COMPLETE THE FOLLOWING »
a) Using the k-means page, answer each question on its own line: (i) How many k-means implementations are compared? (ii) What processor did the test machine have? (iii) How many datasets were used in the experiments?
b) Transcribe the part of the k-means page that begins at the words "Dataset Splits No" and ends after "of cache memory.".

[READING PASSAGE]

Fast k-means with accurate bounds

Authors: James Newling, Francois Fleuret

ICML 2016 | Conference PDF | Archive PDF | Plain Text | LLM Run Details

Reproducibility Variable Result LLM Response
Research Type Experimental We compare 23 k-means implementations, including our own implementations of all algorithms described, original implementations accompanying the papers (Hamerly, 2010; Drake, 2013; Ding et al., 2015), and implementations in two popular machine learning libraries, VLFeat and mlpack. We use the following notation to refer to implementations: {codesource-algorithm}, where codesource is one of bay (Hamerly, 2015), mlp (Curtin et al., 2013), pow (Low et al., 2010), vlf (Vedaldi & Fulkerson, 2008) and own (our own code), and algorithm is one of the algorithms described.
Researcher Affiliation Academia James Newling JAMES.NEWLING@IDIAP.CH Idiap Research Institute & EPFL, Switzerland François Fleuret FRANCOIS.FLEURET@IDIAP.CH Idiap Research Institute & EPFL, Switzerland
Pseudocode No The paper describes algorithms conceptually and mathematically but does not include structured pseudocode or algorithm blocks.
Open Source Code Yes Fully parallelised implementations of all algorithms are provided under an open-source license at https://github.com/idiap/eakmeans
Open Datasets Yes Table 1. The 22 datasets used in experiments, ranging in dimension from 2 to 784. The datasets come from: the UCI, KDD and KEEL repositories (11,2,2), MNIST and STL-10 image databases (2,1), random (2), European Bioinformatics Institute (1) and Joensuu University (1). Full names and further details in D.
Dataset Splits No The paper does not provide specific details on training, validation, or test dataset splits (e.g., percentages, sample counts, or methodology for partitioning the data).
Hardware Specification Yes All experiments are performed using double precision floating point numbers. We compare 23 k-means implementations... on a machine with an Intel i7 processor and 8MB of cache memory.
Software Dependencies No The paper mentions 'C++11 thread support library' and external libraries like VLFeat, mlpack, and Open BLAS, but it does not provide specific version numbers for these or other key software components used in their own implementation.
Experiment Setup No The paper describes algorithmic details but does not provide specific experimental setup details such as hyperparameter values (e.g., learning rate, batch size, epochs), optimizer settings, or detailed training configurations.

[/READING PASSAGE]
[EXTRACTED ENTRIES]

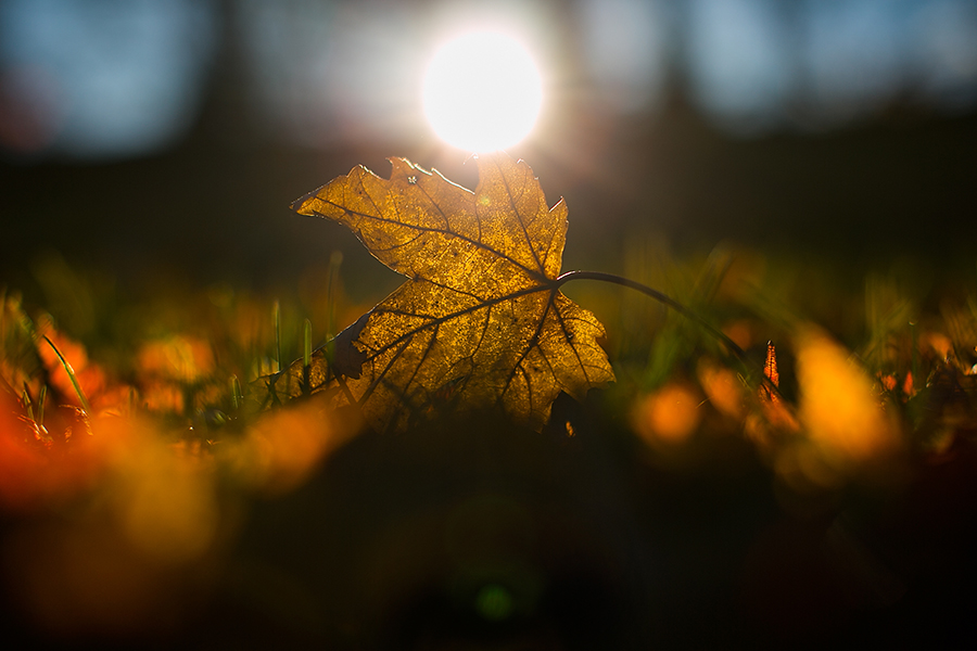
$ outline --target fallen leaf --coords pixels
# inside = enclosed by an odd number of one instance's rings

[/EXTRACTED ENTRIES]
[EXTRACTED ENTRIES]

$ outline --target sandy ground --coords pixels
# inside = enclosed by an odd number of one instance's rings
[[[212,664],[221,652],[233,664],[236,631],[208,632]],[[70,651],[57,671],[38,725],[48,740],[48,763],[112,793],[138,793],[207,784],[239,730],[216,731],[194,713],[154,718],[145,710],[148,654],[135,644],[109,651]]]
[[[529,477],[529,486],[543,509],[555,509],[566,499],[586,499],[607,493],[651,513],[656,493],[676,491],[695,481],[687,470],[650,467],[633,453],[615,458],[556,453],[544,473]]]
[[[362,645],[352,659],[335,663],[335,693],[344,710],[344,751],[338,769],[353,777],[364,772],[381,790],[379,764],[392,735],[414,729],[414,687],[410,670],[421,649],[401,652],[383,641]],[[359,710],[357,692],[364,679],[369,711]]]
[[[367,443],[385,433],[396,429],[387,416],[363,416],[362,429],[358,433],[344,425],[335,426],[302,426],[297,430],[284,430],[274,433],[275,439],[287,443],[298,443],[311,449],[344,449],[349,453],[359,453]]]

[/EXTRACTED ENTRIES]

ANSWERS FOR THIS EXERCISE »
a)
(i) 23
(ii) An Intel i7 processor with 8MB of cache memory
(iii) 22

b)
Dataset Splits No The paper does not provide specific details on training, validation, or test dataset splits (e.g., percentages, sample counts, or methodology for partitioning the data).
Hardware Specification Yes All experiments are performed using double precision floating point numbers. We compare 23 k-means implementations... on a machine with an Intel i7 processor and 8MB of cache memory.